Exercise aim
Nothing before the line containing "cherry in background" belongs in the answer; quote that line and all lines after it through the end of the material, word for word.

Records supplied
"""

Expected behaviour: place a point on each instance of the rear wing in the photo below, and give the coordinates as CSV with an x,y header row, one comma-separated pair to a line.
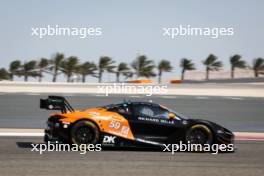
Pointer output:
x,y
56,103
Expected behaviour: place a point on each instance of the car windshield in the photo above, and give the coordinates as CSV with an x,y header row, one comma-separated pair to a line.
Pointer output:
x,y
178,114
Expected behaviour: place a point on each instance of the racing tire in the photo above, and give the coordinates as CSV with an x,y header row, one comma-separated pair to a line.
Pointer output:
x,y
85,132
199,134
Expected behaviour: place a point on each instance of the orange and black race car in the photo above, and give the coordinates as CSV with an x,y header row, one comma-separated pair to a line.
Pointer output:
x,y
128,124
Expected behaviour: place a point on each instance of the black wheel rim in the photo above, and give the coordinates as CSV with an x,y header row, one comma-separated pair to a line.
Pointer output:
x,y
85,135
198,136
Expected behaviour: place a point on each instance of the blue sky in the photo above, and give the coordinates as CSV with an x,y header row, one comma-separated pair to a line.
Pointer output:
x,y
131,28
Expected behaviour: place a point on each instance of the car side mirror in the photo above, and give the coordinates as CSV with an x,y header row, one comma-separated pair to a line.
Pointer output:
x,y
171,116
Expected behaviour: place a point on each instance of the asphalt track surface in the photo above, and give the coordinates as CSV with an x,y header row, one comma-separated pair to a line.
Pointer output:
x,y
16,158
235,113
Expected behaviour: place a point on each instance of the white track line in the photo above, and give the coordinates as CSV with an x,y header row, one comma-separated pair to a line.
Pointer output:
x,y
239,136
234,98
203,98
168,97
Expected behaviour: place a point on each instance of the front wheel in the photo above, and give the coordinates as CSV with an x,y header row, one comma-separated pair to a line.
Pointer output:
x,y
199,134
85,132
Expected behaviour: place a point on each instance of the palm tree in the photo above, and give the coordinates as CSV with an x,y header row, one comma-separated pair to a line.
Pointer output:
x,y
212,64
163,66
186,64
56,65
123,69
87,68
236,62
42,65
105,64
258,65
69,66
13,68
29,69
4,75
143,67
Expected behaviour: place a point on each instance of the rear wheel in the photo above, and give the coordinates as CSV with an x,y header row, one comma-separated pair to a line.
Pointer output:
x,y
199,134
85,132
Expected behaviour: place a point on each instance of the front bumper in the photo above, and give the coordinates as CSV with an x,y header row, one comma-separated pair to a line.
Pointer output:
x,y
56,131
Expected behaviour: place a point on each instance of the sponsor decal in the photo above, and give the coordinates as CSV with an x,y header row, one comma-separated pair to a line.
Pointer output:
x,y
109,139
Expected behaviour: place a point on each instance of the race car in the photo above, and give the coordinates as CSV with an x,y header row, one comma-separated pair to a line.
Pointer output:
x,y
128,124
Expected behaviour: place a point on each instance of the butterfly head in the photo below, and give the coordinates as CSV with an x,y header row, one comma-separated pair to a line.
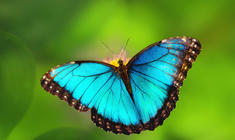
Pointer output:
x,y
118,60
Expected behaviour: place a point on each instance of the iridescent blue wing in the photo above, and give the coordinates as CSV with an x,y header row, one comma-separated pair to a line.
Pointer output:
x,y
95,85
156,74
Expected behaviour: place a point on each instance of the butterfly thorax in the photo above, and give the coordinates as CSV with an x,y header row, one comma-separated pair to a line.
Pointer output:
x,y
122,71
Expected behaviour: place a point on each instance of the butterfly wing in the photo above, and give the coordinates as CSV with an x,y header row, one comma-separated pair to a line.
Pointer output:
x,y
156,74
95,85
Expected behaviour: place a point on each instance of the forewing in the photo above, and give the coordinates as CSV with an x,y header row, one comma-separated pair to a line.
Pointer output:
x,y
95,85
156,74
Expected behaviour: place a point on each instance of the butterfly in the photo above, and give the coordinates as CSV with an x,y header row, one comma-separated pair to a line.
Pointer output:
x,y
126,95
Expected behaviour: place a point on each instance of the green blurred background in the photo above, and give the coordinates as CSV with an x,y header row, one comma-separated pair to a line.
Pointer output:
x,y
38,35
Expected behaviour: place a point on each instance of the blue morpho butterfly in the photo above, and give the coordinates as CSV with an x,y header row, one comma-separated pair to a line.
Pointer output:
x,y
127,96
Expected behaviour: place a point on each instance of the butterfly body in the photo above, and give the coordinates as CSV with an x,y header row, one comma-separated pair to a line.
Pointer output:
x,y
126,95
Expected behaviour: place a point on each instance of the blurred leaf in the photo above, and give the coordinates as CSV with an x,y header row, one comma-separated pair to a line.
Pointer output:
x,y
65,133
16,82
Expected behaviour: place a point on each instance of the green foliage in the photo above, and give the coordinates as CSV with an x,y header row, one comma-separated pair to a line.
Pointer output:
x,y
37,35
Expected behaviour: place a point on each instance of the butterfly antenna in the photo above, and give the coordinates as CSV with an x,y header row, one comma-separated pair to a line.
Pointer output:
x,y
107,47
126,43
124,48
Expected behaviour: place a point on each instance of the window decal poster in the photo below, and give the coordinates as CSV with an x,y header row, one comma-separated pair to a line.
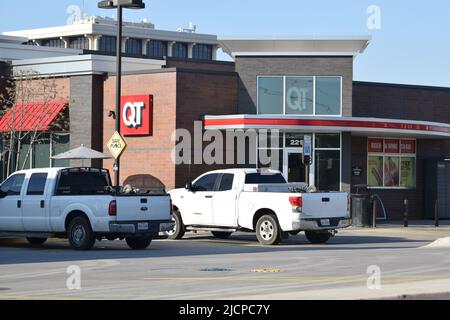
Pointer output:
x,y
407,172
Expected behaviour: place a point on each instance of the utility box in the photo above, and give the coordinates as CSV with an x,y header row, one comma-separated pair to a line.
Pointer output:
x,y
437,187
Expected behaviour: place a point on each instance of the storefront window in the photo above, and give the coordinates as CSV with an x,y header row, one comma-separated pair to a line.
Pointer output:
x,y
60,144
328,96
328,140
270,95
270,158
375,171
391,172
408,172
328,168
294,139
299,95
391,163
295,95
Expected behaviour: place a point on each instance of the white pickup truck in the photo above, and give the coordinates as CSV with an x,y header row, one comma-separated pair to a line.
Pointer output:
x,y
78,204
226,201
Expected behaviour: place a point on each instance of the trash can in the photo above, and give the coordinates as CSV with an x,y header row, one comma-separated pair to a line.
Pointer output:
x,y
360,206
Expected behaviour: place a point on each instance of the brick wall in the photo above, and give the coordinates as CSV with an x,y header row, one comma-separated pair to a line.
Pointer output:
x,y
409,103
203,93
200,65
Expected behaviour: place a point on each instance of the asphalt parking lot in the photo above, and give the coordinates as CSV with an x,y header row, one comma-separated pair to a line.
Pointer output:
x,y
202,267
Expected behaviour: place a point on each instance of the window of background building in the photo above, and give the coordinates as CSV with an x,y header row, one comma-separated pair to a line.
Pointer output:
x,y
180,50
79,43
391,163
133,46
295,95
299,95
327,161
13,185
56,43
107,44
270,95
157,48
202,52
47,145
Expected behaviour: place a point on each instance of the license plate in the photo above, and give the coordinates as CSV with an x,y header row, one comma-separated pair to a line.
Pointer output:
x,y
143,226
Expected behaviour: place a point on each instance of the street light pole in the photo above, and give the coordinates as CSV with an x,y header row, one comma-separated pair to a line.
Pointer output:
x,y
118,87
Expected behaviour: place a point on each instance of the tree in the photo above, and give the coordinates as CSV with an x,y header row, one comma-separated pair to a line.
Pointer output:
x,y
24,88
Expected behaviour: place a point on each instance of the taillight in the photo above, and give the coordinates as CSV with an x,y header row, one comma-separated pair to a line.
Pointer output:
x,y
112,210
296,201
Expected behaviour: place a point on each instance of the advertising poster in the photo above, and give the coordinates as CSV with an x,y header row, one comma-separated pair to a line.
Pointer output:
x,y
408,172
391,172
375,171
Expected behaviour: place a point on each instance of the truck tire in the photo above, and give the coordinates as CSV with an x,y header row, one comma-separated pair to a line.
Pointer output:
x,y
36,241
268,230
138,243
179,228
317,237
221,234
80,234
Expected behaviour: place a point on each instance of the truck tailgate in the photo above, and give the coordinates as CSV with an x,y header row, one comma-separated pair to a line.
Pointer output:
x,y
325,205
143,208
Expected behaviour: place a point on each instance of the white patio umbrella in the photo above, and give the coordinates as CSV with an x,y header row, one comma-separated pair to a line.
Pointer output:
x,y
80,153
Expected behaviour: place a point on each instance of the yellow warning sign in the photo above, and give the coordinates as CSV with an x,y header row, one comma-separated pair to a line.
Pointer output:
x,y
117,145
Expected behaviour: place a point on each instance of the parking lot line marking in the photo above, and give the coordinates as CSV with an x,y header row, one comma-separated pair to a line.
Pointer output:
x,y
39,298
385,279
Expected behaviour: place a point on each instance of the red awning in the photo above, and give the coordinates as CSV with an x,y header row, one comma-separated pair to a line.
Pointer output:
x,y
33,116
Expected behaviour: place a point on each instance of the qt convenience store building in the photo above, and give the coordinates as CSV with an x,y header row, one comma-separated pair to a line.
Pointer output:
x,y
393,138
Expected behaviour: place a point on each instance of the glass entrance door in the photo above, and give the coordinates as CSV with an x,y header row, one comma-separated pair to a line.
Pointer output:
x,y
294,170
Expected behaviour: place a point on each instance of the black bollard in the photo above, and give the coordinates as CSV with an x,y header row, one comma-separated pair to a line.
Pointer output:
x,y
374,212
405,217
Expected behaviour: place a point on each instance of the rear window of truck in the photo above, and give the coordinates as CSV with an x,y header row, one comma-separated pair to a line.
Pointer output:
x,y
79,182
261,178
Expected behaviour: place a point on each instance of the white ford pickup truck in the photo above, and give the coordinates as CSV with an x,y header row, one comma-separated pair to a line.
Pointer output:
x,y
78,204
226,201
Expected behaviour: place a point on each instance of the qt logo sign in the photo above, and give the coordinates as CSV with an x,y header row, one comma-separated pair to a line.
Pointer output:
x,y
136,115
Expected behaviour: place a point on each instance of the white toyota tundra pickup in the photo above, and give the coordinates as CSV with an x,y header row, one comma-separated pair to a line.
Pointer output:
x,y
226,201
78,204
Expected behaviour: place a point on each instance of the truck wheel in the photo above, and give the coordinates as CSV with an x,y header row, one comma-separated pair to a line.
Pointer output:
x,y
221,234
179,229
81,236
268,231
138,243
317,237
36,241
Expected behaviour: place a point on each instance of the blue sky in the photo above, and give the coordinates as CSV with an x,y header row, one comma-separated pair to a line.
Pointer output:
x,y
412,46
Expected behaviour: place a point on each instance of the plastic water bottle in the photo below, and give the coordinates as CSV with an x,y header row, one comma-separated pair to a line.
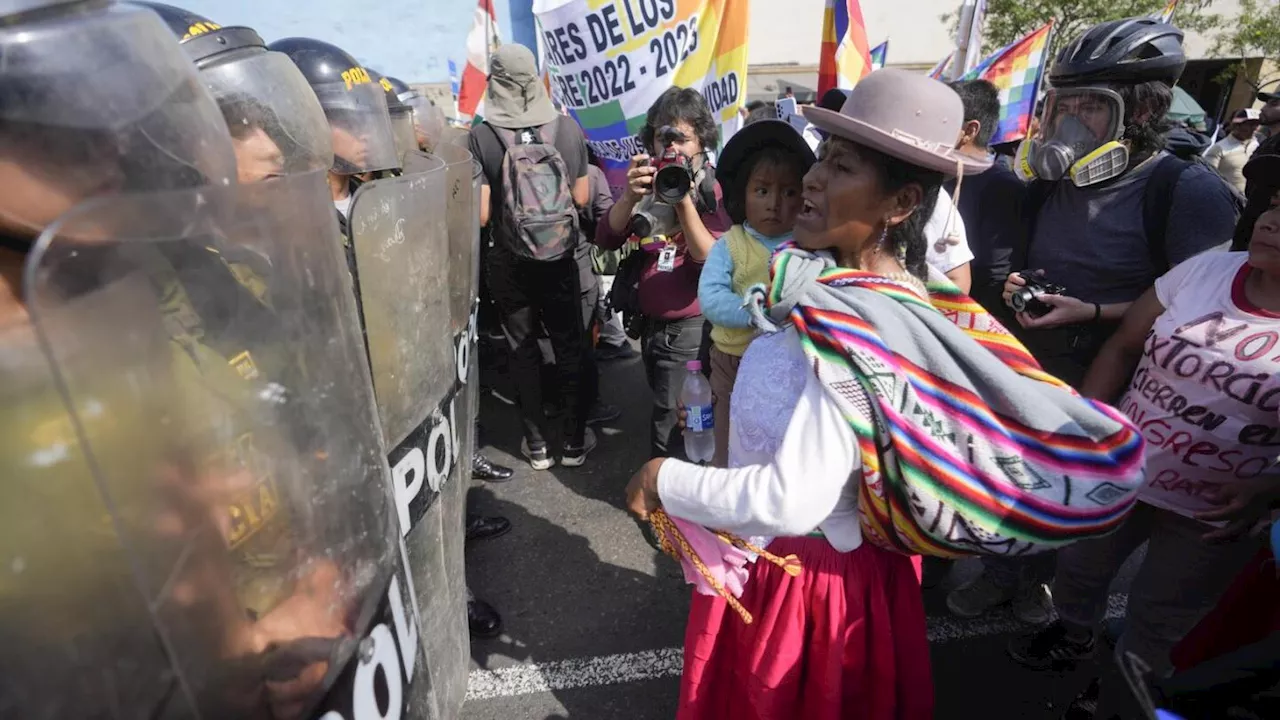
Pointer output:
x,y
695,396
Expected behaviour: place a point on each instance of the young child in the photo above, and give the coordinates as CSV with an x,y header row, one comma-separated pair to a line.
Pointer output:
x,y
760,174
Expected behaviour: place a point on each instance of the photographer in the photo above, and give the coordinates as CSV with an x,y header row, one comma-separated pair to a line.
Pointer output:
x,y
1109,212
675,236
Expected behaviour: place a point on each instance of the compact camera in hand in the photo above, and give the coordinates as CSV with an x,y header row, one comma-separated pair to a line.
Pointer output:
x,y
1027,299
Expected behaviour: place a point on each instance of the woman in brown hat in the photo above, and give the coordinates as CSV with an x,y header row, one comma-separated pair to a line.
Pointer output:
x,y
840,436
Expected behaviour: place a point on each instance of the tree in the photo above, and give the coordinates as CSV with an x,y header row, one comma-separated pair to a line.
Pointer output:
x,y
1009,19
1255,33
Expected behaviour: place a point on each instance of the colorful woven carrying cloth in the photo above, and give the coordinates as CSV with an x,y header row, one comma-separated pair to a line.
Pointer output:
x,y
967,446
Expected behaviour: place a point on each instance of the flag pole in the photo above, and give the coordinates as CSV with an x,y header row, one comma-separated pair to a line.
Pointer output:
x,y
963,32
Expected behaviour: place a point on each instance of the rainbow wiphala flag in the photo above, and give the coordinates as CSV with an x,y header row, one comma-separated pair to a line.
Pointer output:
x,y
845,57
1016,71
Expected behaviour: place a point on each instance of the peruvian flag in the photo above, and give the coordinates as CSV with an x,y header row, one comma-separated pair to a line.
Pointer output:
x,y
480,42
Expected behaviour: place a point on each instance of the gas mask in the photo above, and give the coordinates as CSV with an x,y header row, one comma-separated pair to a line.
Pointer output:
x,y
1079,137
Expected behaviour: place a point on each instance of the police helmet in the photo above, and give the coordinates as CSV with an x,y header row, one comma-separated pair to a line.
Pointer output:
x,y
428,119
99,99
353,103
1125,51
275,121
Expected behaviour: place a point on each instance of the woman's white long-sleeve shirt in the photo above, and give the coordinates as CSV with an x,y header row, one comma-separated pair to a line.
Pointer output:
x,y
794,459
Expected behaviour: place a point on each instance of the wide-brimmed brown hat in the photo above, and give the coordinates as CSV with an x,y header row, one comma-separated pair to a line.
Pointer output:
x,y
905,115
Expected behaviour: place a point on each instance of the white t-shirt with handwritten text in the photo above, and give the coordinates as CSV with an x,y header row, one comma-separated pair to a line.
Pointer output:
x,y
1206,393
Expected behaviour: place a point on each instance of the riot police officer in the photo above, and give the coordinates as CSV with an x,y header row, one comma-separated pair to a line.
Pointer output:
x,y
356,108
155,570
402,115
275,121
428,119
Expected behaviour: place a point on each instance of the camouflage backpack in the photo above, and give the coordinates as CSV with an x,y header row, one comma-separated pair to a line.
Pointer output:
x,y
538,217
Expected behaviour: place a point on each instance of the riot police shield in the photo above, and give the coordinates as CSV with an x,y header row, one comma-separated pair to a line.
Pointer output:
x,y
219,392
465,235
419,349
69,613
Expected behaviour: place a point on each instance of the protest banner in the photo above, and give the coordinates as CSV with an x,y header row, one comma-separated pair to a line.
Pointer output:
x,y
608,60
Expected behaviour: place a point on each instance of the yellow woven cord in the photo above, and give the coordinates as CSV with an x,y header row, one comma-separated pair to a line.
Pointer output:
x,y
675,545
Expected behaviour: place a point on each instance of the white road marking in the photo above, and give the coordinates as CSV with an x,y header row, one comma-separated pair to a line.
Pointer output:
x,y
654,664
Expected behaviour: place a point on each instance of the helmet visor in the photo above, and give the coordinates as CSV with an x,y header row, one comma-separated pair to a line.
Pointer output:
x,y
402,124
275,121
428,121
123,112
361,127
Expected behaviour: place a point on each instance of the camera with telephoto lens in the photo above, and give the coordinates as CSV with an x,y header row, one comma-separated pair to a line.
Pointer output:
x,y
675,176
1027,299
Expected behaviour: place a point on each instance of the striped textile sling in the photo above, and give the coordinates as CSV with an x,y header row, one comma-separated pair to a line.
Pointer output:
x,y
968,447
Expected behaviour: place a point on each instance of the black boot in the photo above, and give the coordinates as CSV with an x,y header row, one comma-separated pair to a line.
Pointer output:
x,y
484,469
487,528
483,620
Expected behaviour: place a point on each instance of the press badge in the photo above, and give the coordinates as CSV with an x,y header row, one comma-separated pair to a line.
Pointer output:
x,y
667,259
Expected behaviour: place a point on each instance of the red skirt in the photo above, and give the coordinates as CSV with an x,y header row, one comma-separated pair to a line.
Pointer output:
x,y
845,639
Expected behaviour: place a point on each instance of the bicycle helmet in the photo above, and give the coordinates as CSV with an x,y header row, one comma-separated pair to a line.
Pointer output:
x,y
1121,51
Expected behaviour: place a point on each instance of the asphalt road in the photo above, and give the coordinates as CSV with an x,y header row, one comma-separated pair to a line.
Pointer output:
x,y
594,615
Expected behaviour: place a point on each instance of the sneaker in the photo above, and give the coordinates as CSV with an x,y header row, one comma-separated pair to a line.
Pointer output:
x,y
536,455
977,597
1051,647
1034,605
603,413
576,456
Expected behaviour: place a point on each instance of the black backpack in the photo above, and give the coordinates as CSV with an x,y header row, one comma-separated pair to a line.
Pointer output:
x,y
1156,204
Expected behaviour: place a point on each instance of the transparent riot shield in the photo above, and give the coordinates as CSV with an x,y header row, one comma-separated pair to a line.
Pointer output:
x,y
219,393
407,282
76,632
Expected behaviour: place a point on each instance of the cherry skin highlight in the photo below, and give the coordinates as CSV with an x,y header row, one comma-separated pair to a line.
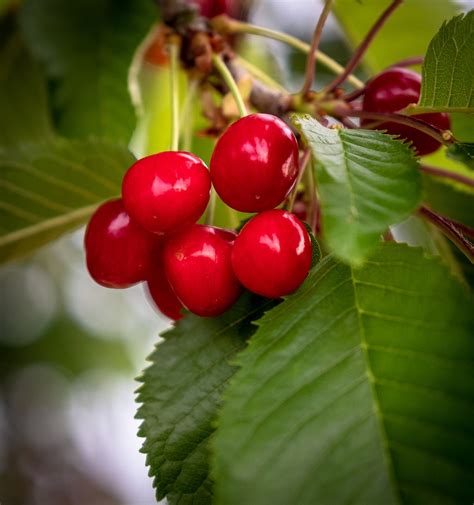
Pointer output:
x,y
118,251
255,163
272,254
199,269
392,91
160,291
166,192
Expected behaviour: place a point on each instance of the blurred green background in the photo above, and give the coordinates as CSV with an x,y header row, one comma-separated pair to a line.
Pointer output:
x,y
70,350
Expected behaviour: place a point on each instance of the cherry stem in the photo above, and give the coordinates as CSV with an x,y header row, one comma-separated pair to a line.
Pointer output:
x,y
304,161
409,62
451,230
224,24
174,92
314,216
260,74
443,136
311,61
448,174
186,118
211,208
364,45
224,72
350,97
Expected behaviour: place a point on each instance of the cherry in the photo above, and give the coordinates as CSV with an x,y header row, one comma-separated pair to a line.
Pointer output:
x,y
166,192
160,291
393,90
255,163
118,251
198,267
272,254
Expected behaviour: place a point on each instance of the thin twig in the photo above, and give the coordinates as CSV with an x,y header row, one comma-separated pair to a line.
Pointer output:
x,y
409,62
451,231
227,77
174,92
224,24
360,51
311,61
442,136
259,74
304,161
448,174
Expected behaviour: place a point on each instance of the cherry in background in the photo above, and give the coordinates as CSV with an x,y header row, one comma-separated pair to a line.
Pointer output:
x,y
166,192
392,91
198,267
255,163
160,291
272,254
118,251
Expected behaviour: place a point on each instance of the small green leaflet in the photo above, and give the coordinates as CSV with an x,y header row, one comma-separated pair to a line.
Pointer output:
x,y
52,187
181,393
448,77
366,181
358,389
87,47
463,152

"""

Problem solution
Expected behaviour: place a point on each instance of the cherry in background in the photo above, and give the coordinates as CSV with an x,y header row, one comma-separated pair to a line.
Pointer output:
x,y
166,192
392,91
198,267
255,163
160,291
272,254
118,251
Expected behaviour: place a point on each instance of the small green leaflet in the photo above, and give the coordinates as CSV with an x,y header row, one comma-separated pair to a line.
Pointer output:
x,y
52,187
181,393
448,77
366,181
358,389
87,47
463,152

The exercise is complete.